◆ **WHAT IS EXPECTED**
Every record must be copied exactly.

--- START ---

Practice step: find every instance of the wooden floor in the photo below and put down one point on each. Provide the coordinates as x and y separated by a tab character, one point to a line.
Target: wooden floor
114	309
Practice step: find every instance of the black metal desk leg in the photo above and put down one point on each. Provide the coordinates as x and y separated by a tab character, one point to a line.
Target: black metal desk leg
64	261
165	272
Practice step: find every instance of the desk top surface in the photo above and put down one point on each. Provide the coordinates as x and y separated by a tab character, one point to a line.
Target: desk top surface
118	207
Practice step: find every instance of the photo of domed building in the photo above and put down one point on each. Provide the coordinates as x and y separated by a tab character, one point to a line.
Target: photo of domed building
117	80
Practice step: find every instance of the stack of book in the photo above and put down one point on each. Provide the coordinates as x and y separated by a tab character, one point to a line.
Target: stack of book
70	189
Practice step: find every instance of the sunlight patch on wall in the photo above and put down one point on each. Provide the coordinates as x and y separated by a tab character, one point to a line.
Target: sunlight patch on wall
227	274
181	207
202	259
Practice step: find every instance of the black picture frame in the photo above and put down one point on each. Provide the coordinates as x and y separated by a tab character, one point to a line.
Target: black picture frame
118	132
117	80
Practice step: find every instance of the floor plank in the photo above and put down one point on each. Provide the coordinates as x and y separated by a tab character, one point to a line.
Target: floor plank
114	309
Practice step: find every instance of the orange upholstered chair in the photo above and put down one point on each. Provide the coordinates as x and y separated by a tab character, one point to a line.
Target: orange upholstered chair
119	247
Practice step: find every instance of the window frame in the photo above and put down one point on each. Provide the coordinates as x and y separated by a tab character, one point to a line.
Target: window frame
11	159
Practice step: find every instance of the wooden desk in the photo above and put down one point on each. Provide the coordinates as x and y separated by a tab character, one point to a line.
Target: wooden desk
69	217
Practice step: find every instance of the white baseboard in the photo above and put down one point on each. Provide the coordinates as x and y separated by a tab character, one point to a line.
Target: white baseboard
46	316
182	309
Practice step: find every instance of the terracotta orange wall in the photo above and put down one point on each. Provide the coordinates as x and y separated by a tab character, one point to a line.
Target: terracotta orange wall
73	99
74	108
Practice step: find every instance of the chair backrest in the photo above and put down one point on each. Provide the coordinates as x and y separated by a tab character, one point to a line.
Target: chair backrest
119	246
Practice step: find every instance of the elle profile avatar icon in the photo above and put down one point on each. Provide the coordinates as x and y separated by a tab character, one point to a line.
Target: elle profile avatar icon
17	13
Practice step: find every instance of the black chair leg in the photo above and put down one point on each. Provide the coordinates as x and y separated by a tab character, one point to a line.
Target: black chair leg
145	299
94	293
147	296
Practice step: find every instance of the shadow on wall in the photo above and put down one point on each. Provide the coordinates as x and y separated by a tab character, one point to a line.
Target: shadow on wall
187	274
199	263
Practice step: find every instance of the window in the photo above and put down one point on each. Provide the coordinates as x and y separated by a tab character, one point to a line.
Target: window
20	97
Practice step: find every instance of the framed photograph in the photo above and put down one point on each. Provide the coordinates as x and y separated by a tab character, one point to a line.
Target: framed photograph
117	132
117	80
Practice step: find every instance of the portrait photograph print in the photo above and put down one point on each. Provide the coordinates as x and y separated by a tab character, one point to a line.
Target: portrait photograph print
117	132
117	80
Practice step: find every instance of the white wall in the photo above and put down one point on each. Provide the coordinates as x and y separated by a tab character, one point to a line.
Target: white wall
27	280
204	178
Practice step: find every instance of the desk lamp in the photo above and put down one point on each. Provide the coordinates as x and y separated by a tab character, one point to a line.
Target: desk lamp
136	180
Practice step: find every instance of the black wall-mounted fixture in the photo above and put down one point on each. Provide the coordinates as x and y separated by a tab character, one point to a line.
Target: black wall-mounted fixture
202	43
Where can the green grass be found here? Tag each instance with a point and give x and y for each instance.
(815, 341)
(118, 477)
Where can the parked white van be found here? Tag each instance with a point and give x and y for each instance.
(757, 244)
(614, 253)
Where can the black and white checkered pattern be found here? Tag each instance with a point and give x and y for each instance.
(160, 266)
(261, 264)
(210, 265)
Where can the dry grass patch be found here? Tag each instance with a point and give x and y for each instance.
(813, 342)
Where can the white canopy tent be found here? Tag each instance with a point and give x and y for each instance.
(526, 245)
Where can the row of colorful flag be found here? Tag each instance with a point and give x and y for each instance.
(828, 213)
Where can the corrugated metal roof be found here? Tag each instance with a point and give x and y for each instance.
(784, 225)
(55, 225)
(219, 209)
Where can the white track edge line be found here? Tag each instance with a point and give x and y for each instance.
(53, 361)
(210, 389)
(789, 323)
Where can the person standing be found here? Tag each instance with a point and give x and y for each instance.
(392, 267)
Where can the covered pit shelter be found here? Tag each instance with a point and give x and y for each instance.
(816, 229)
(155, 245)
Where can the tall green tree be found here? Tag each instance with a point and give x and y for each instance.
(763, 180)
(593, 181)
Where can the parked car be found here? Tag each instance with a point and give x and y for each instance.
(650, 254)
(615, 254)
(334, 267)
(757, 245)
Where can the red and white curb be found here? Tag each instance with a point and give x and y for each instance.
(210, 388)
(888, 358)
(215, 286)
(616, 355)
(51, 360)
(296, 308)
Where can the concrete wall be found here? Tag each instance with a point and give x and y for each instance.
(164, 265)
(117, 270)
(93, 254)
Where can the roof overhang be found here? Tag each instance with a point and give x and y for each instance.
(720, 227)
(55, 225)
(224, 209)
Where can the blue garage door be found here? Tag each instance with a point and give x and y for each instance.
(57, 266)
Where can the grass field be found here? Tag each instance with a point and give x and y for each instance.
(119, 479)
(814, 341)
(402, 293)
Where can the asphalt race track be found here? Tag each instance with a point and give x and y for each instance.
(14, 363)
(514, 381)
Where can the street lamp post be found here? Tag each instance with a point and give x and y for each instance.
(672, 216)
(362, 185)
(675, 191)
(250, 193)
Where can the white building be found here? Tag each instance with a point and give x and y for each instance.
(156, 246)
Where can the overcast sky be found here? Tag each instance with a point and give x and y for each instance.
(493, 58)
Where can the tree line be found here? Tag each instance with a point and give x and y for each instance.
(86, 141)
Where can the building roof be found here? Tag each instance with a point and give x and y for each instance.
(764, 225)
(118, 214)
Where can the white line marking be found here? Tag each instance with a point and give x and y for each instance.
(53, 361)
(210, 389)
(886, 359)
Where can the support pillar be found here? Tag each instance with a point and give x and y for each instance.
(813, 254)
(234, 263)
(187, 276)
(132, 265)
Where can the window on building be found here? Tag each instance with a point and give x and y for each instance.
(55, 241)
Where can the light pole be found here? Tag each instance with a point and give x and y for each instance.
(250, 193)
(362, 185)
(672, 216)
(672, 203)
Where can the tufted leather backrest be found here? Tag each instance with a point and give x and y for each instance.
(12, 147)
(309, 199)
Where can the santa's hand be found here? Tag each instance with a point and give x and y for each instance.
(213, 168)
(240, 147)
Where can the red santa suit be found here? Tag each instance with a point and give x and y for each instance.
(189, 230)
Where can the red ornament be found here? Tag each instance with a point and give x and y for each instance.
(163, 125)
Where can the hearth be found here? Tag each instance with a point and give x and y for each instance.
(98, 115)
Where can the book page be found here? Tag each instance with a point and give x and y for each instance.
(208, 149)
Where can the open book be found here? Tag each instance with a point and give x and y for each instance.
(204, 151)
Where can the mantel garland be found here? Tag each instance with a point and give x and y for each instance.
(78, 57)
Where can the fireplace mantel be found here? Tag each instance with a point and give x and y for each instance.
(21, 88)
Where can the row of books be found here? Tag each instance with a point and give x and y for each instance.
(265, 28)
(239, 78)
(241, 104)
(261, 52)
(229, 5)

--- END ---

◆ **RESPONSE BOX**
Practice step: find every instance of the wooden floor in the photo below and put down one point on each. Provide the coordinates as x and y separated by a tab character, one point to a line.
Target: wooden floor
114	309
Practice step: find every instance of the black metal desk leg in the photo above and put down one point on each. Provide the coordinates as x and y separated by a tab character, one point to a line.
Target: black metal desk leg
64	261
165	272
Practice step: find every instance of the desk top surface in the photo above and put down one point on each. Provide the coordinates as x and y separated by a tab character, one point to a line.
Target: desk top surface
118	207
Practice step: find every instance of the photo of domed building in the photo above and put down one point on each. Provide the coordinates as x and y separated by a tab character, one point to a line.
Target: photo of domed building
117	80
Practice step: find every instance of the stack of book in the photo above and put down one point on each. Provide the coordinates as x and y separated by a tab character, one point to a line.
Target: stack of book
70	189
Practice step: find every instance of the sunlight patch on wall in the photo above and put down one point on each. Provide the coordinates as x and y separated by a tab character, one point to a line.
Target: sunlight patch on wall
227	274
181	207
202	259
Practice step: find every instance of the black picture frame in the photo above and put down one point on each. Provide the coordinates as x and y separated by a tab character, one point to a line.
Target: black picture frame
118	132
117	80
Practice step: find every instance of the floor plank in the photo above and put down one point on each. Provide the coordinates as x and y separated by a tab character, one point to a line.
Target: floor plank
114	309
Practice step: find every instance of the orange upholstered chair in the photo above and put down one point on each. Provide the coordinates as x and y separated by a tab character, one point to a line.
Target: orange upholstered chair
119	247
Practice step: find every instance of the window frame in the photo above and put down one point on each. Provide the coordinates as x and y separated by a tab character, one point to a line.
Target: window frame
11	159
Practice step: find every instance of the wooden desk in the photo above and put down one point on each. Provide the coordinates as x and y separated by a tab character, one point to a line.
Target: wooden desk
69	217
Practice step: find every instance of the white baseboard in the photo above and put down one point on each. Provide the coordinates as x and y separated by a tab character, one point to a line.
Target: white baseboard
46	316
182	309
Practice step: find every instance of the terracotta orange wall in the photo above and put down one point on each. Provide the coordinates as x and y separated by a tab character, one point to a line.
Target: terracotta orange wall
73	99
74	108
Practice step: find every instance of the chair backrest in the photo above and put down one point on each. Provide the coordinates as x and y separated by a tab character, one point to a line.
Target: chair backrest
119	246
Practice step: find every instance of the elle profile avatar icon in the photo above and put down one point on each. Provide the coordinates as x and y separated by a tab character, one point to a line.
Target: elle profile avatar icon
17	13
Practice step: find every instance of the black chair leg in the photo above and put down one point on each. Provide the coordinates as x and y separated by a tab character, one point to a line.
Target: black chair leg
145	299
94	293
147	296
Practice step: find every instance of the shadow on wall in the photo above and put down one point on each. Provide the coordinates as x and y separated by a tab character, one point to a line.
Target: shadow on wall
187	274
199	263
Practice step: find every instance of the window in the photo above and put down one point on each. Provide the coordinates as x and y separated by a tab character, one point to a line.
Target: window
20	97
Practice step: find every instance of the framed photograph in the photo above and put down one point on each. Provide the coordinates as x and y separated by a tab character, one point to a line.
Target: framed photograph
117	132
117	80
Practice step: find every instance of the portrait photograph print in the photo above and put down one point on each. Provide the coordinates as x and y separated by a tab character, one point to a line.
Target: portrait photograph print
117	132
117	80
Practice step: find every instance of the white wall in the photo above and put down one point on each. Provide the coordinates as x and y separated by a tab character, one point to a line.
Target: white wall
27	280
204	178
Practice step: find every instance of the desk lamp in the photo above and put down one point on each. Provide the coordinates as x and y separated by a tab character, one point to a line.
Target: desk lamp
136	180
Practice step: find every instance of the black wall-mounted fixture in the photo above and put down one point on each. Provide the coordinates as x and y separated by a tab character, one point to a line.
Target: black wall-mounted fixture
202	43
Where can the green grass be found here? Tag each instance with a point and give x and y for each instance.
(815, 341)
(118, 477)
Where can the parked white van be found here? Tag each instance with a point and give x and y for each instance.
(757, 244)
(614, 253)
Where can the black and white checkered pattern be found here? Tag each instance with a point and give x and y for each instance.
(160, 266)
(261, 264)
(210, 265)
Where can the dry grass patch be found here? Tag each instance with a point and give x and y for each instance.
(813, 342)
Where can the white canopy tent be found here? Tag each instance with a point and give x and y for each instance.
(526, 245)
Where can the row of colorful flag be found here? Tag each instance with a point and give x and y for each instance.
(828, 213)
Where can the corrugated metal roof be found here? Tag each instance with a point and give x and y for each instance.
(784, 225)
(55, 225)
(219, 209)
Where can the white track edge line be found here? Tag each instance with a point and give x and y for each instance.
(53, 361)
(210, 389)
(789, 323)
Where can the person standing be found here? Tag each instance with a point and give x and y for each instance.
(392, 267)
Where can the covered pit shelter be found here? Tag each instance with a point and give x and y for each instance.
(816, 229)
(155, 245)
Where can the tall green tree be found here? Tag each instance with a point and give x and y for each instance.
(763, 180)
(593, 181)
Where can the parked car be found here? Tag each instance with a point and give x and y for each instance.
(650, 254)
(615, 254)
(334, 267)
(757, 245)
Where can the red and white curb be found here? Tag each instance with a point and give x and y for each instance.
(210, 388)
(888, 358)
(215, 286)
(616, 355)
(51, 360)
(296, 308)
Where can the concrete wall be found here? Tag each instance with a point and give x and y for each instance.
(164, 265)
(117, 270)
(93, 254)
Where can the roof overhang be found here? Tag each instance with a point and give x and y for each instance.
(720, 227)
(55, 225)
(224, 209)
Where can the blue garage door be found here? Tag each instance with a point and give x and y for each instance.
(57, 266)
Where can the grass field be found here? Tag each instance with a point and give x and y for each instance.
(119, 479)
(814, 341)
(402, 293)
Where can the asphalt race track be found here? Tag each instance with a point and give x and y for each instance.
(14, 363)
(514, 381)
Where can the street lamp post be found here? Tag each instance with a point and give x and y for each instance.
(672, 216)
(362, 185)
(675, 191)
(250, 193)
Where can the white building be found here? Tag each instance with a point and give x and y for each instance.
(156, 246)
Where can the overcast sky be found here? Tag each instance with a point and give x and y for each instance.
(493, 58)
Where can the tree line be found here? Tag each instance with a point and give x and y for each instance.
(86, 141)
Where can the building roof be found here? Tag each instance with a point and give x and y for each instance.
(764, 225)
(118, 214)
Where can the white line marking be found here? Tag each instance with a point and give x and y for each instance.
(53, 361)
(210, 389)
(886, 359)
Where can the support pillar be found here? Tag each instance with a point and give x and y for each instance.
(813, 254)
(234, 263)
(187, 276)
(132, 265)
Where can the window on building be found here? Tag each instance with a point and give x and y for each instance.
(55, 241)
Where can the light pole be found here? Tag each instance with a point and give x and y for each instance.
(250, 193)
(362, 185)
(672, 216)
(672, 203)
Where can the tufted leather backrest be found here? Tag each instance with a point and give x and y for each instance.
(12, 147)
(309, 199)
Where can the santa's hand be found here? Tag each instance with a point and give x and y for each instance.
(213, 168)
(240, 147)
Where can the red santa suit be found here? Tag each instance with a point and give x and y for each instance.
(189, 230)
Where can the red ornament be found here? Tag each instance with a point and give x and y for each instance.
(163, 125)
Where can the hearth be found here? Tag each instance with a point and give x and y for each instance.
(98, 115)
Where can the book page be found here? Tag each instance with a point and give x and y for each instance.
(208, 149)
Where can the open book be found here? Tag each instance with a point and give x and y for each instance.
(204, 151)
Where can the mantel garland be found here? Tag each instance with a point and give x and y for each instance.
(78, 57)
Where can the fireplace mantel be found here? Tag each instance with a point and give x and y for each instance.
(21, 88)
Where can the row of books be found here? Tag each instance with a point and give x and y for each instance.
(265, 28)
(239, 78)
(241, 104)
(261, 52)
(229, 5)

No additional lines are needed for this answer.